Data listing
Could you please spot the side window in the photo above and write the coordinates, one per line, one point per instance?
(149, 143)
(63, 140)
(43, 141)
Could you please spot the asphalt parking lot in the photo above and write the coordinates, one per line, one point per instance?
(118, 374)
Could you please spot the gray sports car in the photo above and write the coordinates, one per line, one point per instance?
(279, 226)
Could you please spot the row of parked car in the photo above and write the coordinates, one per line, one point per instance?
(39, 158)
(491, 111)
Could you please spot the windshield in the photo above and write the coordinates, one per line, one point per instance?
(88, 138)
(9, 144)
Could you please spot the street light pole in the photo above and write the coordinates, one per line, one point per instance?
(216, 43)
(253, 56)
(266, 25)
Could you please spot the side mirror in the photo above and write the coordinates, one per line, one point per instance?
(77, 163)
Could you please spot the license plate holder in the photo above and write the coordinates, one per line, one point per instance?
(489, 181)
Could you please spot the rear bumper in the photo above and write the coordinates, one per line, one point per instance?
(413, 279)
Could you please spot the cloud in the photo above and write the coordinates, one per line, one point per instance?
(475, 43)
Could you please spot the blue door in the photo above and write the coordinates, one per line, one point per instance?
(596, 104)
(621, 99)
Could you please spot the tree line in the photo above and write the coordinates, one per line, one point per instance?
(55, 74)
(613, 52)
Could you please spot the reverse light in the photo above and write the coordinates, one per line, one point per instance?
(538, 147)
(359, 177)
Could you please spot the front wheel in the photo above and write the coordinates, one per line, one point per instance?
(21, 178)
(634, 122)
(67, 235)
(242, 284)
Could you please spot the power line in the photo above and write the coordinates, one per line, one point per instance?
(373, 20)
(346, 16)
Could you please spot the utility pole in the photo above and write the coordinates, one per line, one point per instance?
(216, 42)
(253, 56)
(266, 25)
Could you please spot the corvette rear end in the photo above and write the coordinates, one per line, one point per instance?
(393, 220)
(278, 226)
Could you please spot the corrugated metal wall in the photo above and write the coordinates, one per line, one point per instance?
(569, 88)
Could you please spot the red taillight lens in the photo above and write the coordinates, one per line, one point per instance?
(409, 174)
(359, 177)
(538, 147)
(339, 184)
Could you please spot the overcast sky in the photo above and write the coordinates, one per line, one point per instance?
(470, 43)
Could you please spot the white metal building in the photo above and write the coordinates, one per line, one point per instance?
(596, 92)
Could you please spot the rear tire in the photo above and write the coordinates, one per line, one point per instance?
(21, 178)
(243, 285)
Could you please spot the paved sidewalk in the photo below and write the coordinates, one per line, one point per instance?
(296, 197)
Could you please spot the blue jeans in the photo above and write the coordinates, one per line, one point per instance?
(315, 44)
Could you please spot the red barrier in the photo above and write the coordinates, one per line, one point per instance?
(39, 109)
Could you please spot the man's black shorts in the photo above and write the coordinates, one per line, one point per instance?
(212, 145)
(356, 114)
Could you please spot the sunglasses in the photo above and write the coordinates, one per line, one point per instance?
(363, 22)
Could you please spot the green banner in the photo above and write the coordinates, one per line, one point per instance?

## Problem to solve
Quote every line of the data listing above word for word, keeping the original order.

## Answer in full
Could you please spot the side window in the photo above and write the coordinates, one per line, one point per instance?
(149, 143)
(63, 140)
(43, 141)
Could you please spot the asphalt parking lot in the photo above and write the coordinates, one per line, one point per instance?
(118, 374)
Could you please spot the gray sports car in the photo above and write the coordinates, one per line, one point per instance?
(279, 226)
Could you please spot the row of parked car in the photo above and write the coordinates, one per line, one point per instance?
(39, 158)
(491, 111)
Could you please spot the windshield in the photo above and write the coordinates, one per line, one point per instance?
(88, 138)
(9, 144)
Could you please spot the street light pole in the photo above and write the coordinates, one per line, one point per instance?
(216, 43)
(253, 56)
(266, 25)
Could you please spot the side mirror in the photo above and write the coordinates, one per line, one point per instance?
(77, 163)
Could you please spot the license plate holder in the photo above and write the coordinates, one per line, one point per instance?
(489, 181)
Could you please spot the rear bumper in the photo above and write the coordinates, one per line, one point per instance?
(413, 279)
Could you please spot the cloud in the photo above and write the coordinates, one per line, one point per instance?
(475, 43)
Could you please spot the blue door in the photo above and write the coordinates, one per line, one point per instance?
(596, 104)
(621, 99)
Could you please spot the tree line in the photo above and write the coordinates, one per line, one point per instance?
(55, 74)
(613, 52)
Could you please spot the reverse light in the photo above and write the coordinates, one per line, one point per instance?
(538, 147)
(359, 177)
Could you please spot the front wheel in the photo above and write the coordinates, one per line, one point per instance?
(21, 178)
(634, 122)
(67, 235)
(242, 284)
Could you please spot the power line in the photo above and write the coordinates, one per line, one point per instance?
(373, 20)
(346, 16)
Could you please spot the utility pole in the photo above and write the coordinates, one per line, one point per instance?
(216, 42)
(253, 56)
(266, 25)
Could you please spot the corvette rear end in the photo above and write the coordinates, one per line, one point per instance?
(393, 220)
(278, 226)
Could you please spot the corrugated metal wall in the photo above and write the coordinates, one per line, one point per instance?
(569, 88)
Could you please spot the red taillight lens in the photo above and write the coordinates, one per line, one point per instance?
(409, 174)
(359, 177)
(538, 147)
(339, 184)
Could you please spot the overcast sky in the photo above and write the coordinates, one per line, one point per instance?
(470, 43)
Could you please spot the white metal building in the photo above and write the coordinates, one per line, one point per instance?
(596, 92)
Could you please spot the rear tire in the photo above and write the coordinates, one per line, one point per instance?
(21, 178)
(243, 285)
Could you please spot the paved sidewalk in the photo below and write the coordinates, one per line, one point per instance?
(296, 197)
Could you please spot the blue jeans in the photo above and write the coordinates, one per line, one point per instance?
(315, 44)
Could you please spot the red barrier in the photo above and write the coordinates, one per line, one point per instance?
(39, 109)
Could you please spot the man's black shorts in the photo above and write the coordinates, one per line, one point per instance?
(212, 145)
(356, 114)
Could you please spot the sunglasses in the photo above and write the coordinates, one per line, one point per instance?
(363, 22)
Could you please spot the green banner in the photo above and write the coordinates, one per line, one point per instance?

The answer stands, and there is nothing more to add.